Please lay out the part of the listing that opens with the line containing "Each instance of the blurred forest" and closes with the line containing "x=447, y=270" as a numbered list, leaving out blank lines.

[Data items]
----

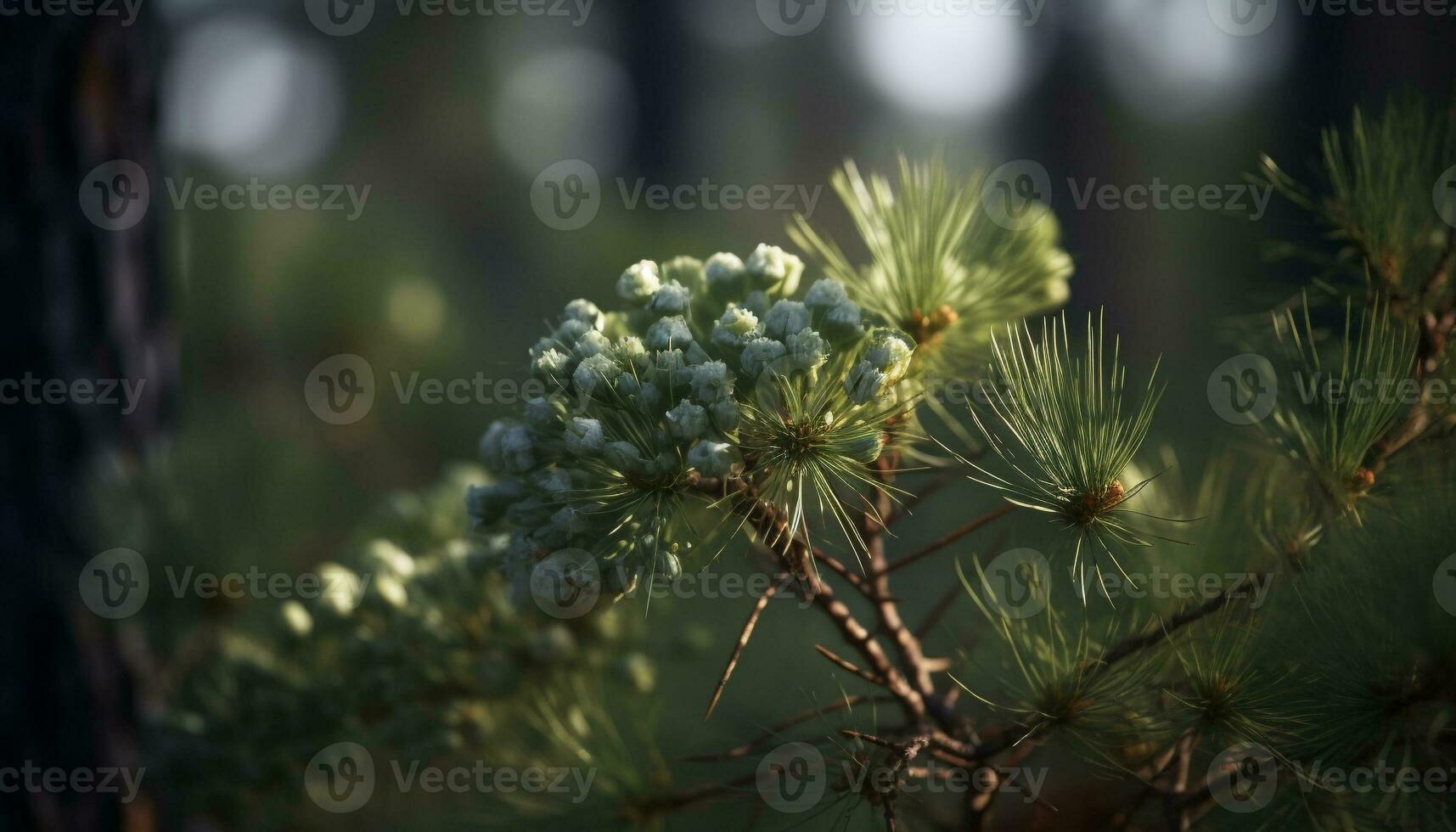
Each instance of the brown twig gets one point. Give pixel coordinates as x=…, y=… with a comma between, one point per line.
x=743, y=640
x=947, y=539
x=785, y=724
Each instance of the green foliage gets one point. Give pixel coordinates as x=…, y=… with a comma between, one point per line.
x=1376, y=200
x=702, y=379
x=1067, y=439
x=1343, y=408
x=940, y=267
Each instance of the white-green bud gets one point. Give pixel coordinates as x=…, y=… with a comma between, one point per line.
x=669, y=334
x=824, y=295
x=775, y=270
x=623, y=457
x=551, y=364
x=890, y=351
x=517, y=449
x=593, y=344
x=865, y=382
x=735, y=329
x=389, y=557
x=568, y=331
x=840, y=323
x=672, y=369
x=725, y=276
x=712, y=382
x=759, y=354
x=686, y=270
x=639, y=282
x=596, y=374
x=756, y=302
x=686, y=421
x=672, y=299
x=807, y=350
x=584, y=311
x=486, y=503
x=785, y=318
x=584, y=436
x=712, y=458
x=543, y=413
x=631, y=350
x=725, y=414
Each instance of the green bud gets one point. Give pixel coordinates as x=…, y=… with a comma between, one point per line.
x=686, y=421
x=773, y=270
x=639, y=282
x=785, y=318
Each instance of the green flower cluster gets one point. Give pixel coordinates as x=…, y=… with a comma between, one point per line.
x=419, y=653
x=680, y=386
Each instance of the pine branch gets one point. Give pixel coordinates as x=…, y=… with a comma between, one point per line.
x=743, y=640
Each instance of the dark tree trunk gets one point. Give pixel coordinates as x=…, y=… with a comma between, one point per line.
x=79, y=302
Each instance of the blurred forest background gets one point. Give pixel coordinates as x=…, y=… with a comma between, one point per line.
x=447, y=270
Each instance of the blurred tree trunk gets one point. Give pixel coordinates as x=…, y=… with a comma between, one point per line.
x=79, y=303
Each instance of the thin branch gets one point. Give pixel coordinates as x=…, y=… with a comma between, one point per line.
x=779, y=728
x=743, y=640
x=950, y=538
x=849, y=666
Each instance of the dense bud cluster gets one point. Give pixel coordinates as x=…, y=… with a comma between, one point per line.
x=647, y=401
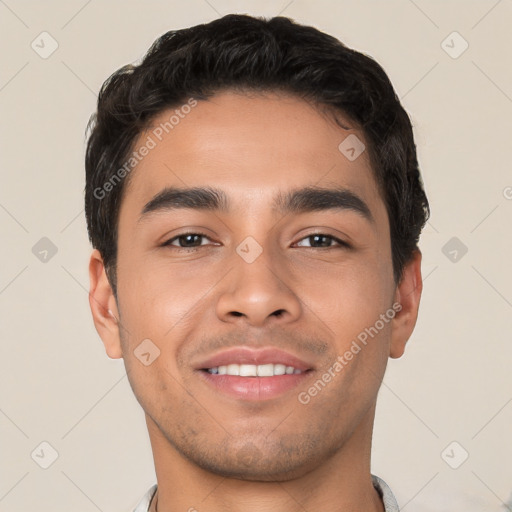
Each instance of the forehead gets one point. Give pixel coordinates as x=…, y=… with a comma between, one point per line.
x=248, y=145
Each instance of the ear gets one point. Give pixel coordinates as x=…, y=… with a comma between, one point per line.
x=407, y=294
x=103, y=306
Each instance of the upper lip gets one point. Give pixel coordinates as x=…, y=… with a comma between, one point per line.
x=246, y=355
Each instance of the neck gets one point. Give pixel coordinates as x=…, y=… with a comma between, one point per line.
x=340, y=483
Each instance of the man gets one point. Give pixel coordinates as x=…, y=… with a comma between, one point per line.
x=254, y=202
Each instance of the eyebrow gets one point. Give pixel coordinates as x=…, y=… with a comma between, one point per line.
x=302, y=200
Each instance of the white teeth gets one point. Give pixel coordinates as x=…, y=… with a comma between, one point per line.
x=252, y=370
x=248, y=370
x=279, y=369
x=233, y=369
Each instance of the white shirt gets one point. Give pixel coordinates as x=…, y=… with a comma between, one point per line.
x=390, y=504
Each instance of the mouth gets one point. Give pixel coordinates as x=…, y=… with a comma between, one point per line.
x=252, y=370
x=254, y=375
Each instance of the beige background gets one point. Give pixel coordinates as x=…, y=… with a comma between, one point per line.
x=454, y=382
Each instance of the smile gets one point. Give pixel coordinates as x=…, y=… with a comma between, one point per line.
x=252, y=370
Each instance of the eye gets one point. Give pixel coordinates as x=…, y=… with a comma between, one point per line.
x=186, y=241
x=322, y=241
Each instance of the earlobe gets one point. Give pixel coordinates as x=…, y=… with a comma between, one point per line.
x=408, y=295
x=103, y=306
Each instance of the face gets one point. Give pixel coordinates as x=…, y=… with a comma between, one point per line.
x=279, y=264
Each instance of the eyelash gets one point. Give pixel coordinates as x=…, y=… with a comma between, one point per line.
x=341, y=244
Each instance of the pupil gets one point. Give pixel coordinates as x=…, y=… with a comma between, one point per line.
x=189, y=239
x=317, y=239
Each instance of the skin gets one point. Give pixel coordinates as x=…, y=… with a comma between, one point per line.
x=211, y=451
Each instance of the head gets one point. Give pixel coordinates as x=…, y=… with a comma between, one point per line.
x=304, y=193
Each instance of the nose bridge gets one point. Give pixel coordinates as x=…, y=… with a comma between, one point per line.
x=255, y=289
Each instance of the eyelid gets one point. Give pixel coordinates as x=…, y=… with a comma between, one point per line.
x=339, y=241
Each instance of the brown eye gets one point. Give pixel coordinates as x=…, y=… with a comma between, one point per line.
x=320, y=241
x=186, y=240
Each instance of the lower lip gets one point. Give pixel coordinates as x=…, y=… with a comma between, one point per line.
x=254, y=388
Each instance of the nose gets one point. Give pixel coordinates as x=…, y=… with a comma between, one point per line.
x=257, y=293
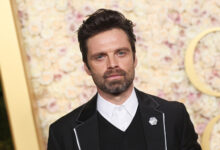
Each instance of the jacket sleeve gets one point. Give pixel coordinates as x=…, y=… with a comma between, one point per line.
x=52, y=140
x=189, y=136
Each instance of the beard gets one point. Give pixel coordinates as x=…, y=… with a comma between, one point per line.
x=116, y=86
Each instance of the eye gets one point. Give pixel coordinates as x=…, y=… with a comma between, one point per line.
x=121, y=53
x=99, y=57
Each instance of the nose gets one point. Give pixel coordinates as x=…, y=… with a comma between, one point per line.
x=112, y=62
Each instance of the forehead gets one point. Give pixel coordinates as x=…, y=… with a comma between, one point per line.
x=109, y=40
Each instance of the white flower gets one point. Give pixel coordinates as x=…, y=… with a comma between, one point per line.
x=66, y=64
x=61, y=5
x=46, y=78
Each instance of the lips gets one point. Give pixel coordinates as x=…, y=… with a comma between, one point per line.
x=114, y=76
x=114, y=73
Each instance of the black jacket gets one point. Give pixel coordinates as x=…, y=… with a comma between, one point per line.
x=174, y=130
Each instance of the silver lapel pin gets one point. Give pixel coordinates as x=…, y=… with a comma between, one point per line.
x=153, y=121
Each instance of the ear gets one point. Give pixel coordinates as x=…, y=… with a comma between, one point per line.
x=135, y=61
x=87, y=69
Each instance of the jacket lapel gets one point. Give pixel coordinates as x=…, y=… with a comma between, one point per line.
x=87, y=130
x=153, y=122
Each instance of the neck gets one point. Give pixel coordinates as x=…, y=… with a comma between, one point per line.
x=117, y=99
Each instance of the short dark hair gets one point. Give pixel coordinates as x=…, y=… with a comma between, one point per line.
x=103, y=20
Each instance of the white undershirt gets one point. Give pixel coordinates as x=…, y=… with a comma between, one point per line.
x=120, y=116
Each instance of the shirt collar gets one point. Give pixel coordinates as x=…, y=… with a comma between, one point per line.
x=106, y=108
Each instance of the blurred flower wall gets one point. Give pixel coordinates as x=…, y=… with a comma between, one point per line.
x=164, y=30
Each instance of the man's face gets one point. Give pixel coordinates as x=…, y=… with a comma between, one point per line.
x=110, y=61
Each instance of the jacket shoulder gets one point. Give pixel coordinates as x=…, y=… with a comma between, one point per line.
x=68, y=120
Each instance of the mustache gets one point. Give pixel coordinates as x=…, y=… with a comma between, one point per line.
x=111, y=72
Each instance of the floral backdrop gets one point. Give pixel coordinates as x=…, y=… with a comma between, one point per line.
x=164, y=30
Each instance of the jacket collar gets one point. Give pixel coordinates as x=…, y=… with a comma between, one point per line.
x=87, y=130
x=145, y=102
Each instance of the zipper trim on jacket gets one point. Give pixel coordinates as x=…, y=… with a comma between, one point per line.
x=164, y=130
x=77, y=139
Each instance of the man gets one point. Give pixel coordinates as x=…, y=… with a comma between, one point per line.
x=119, y=117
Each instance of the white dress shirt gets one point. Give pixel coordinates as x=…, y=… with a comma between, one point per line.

----

• ANSWER TO THE EXERCISE:
1. Each instance of the blurred forest background gets one point. Give pixel coordinates as x=…, y=… with a comma between, one point per line.
2. x=447, y=270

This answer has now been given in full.